==== Supplied data

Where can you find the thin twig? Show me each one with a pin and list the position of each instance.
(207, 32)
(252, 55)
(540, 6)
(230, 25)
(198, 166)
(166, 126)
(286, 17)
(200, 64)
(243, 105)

========

# Given instruction
Rewrite the data above as a numbered list, omitting any blank lines.

# Answer to this exercise
1. Where can you find the thin twig? Show me each one with a pin and list the position of each instance.
2. (207, 32)
3. (252, 55)
4. (540, 6)
5. (230, 25)
6. (198, 166)
7. (166, 126)
8. (286, 17)
9. (200, 64)
10. (243, 105)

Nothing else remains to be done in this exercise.